EXERCISE OBJECTIVE:
All entries should be output exactly as they stand.

--- START ---

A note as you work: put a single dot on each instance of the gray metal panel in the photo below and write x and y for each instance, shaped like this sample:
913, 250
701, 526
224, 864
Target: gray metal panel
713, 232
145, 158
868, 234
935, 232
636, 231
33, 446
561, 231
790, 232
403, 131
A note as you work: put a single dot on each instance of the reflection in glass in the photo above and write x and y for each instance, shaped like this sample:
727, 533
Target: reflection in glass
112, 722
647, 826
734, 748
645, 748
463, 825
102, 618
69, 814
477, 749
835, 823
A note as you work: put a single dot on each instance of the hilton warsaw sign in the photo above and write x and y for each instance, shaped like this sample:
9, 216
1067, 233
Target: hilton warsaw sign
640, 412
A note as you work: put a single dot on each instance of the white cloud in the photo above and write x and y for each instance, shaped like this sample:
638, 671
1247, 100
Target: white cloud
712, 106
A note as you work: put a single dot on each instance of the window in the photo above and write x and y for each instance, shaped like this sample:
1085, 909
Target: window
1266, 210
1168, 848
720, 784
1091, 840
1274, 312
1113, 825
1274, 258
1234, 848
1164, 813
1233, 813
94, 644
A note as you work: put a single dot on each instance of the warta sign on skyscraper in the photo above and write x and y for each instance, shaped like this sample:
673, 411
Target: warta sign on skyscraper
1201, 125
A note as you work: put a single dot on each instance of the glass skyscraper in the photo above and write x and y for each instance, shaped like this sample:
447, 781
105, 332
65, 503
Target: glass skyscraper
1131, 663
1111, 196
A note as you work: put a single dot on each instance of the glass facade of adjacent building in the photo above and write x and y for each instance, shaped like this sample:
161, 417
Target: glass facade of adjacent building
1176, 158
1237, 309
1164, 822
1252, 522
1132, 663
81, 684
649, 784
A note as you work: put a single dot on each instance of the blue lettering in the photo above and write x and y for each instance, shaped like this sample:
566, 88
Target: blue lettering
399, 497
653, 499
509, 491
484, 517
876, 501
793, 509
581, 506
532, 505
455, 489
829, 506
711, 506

--- END ---

THE RESULT:
A note as you work: put a single dot on each instance of the gray metal panel in the photo below and write x and y for each instance, shaped like this sample:
913, 250
701, 526
224, 864
Target: gray metal panel
713, 232
145, 158
868, 234
935, 232
636, 231
33, 446
561, 231
790, 232
403, 131
A note as you work: put a single dot on each instance of the reflection in glass in the photo above and write x and y for each instance, shaped like this sample:
727, 533
Target: reflection in glass
112, 722
647, 826
734, 748
645, 748
463, 825
102, 618
69, 814
477, 749
835, 823
A note as you work: put a single dot on each instance of the hilton warsaw sign in the photo above and write x and y for each instance, shaped like this sample:
9, 216
1067, 233
Target: hilton warsaw sign
640, 412
A note as you work: put a single dot on each instance of the white cloud in the photo above and write x and y for each instance, shaped like this sample:
638, 671
1247, 100
Target: white cloud
712, 106
A note as you work: put a single dot on each instance of the window in the photo above and write x and y for each instance, shaped like this sample:
1085, 909
Target: window
1266, 210
1168, 848
720, 784
1091, 840
1274, 312
1113, 825
1274, 258
1234, 848
1164, 813
1233, 813
94, 644
A note as you work: put a single dot on each instance of the warta sign on skyscraper in the photo above and write x and y for each instance, shaped like this sample:
673, 411
Target: warta sign on skyscraper
1201, 125
A note as you work: put a single dot on each instance of the glass skyscraper in the photo above and write x and y for each instance, shaped like this sample:
447, 781
105, 332
65, 503
Target: glass skyscraper
1131, 663
1111, 196
A note as you work: put a single dot on each instance of the glass facade of adjacent building in the photo above and write x and y for each instance, shaped like this sample:
161, 417
Target: glass facade of adjacent building
1176, 158
1237, 309
1164, 822
1252, 522
1132, 663
81, 684
649, 784
A note as you work: put a single dot on each instance of the blue lettering in the photo above and write x and y for each instance, shaped like this sample:
566, 88
Target: blue lettering
399, 497
653, 499
509, 491
484, 517
876, 501
793, 509
581, 506
532, 505
455, 489
829, 506
711, 506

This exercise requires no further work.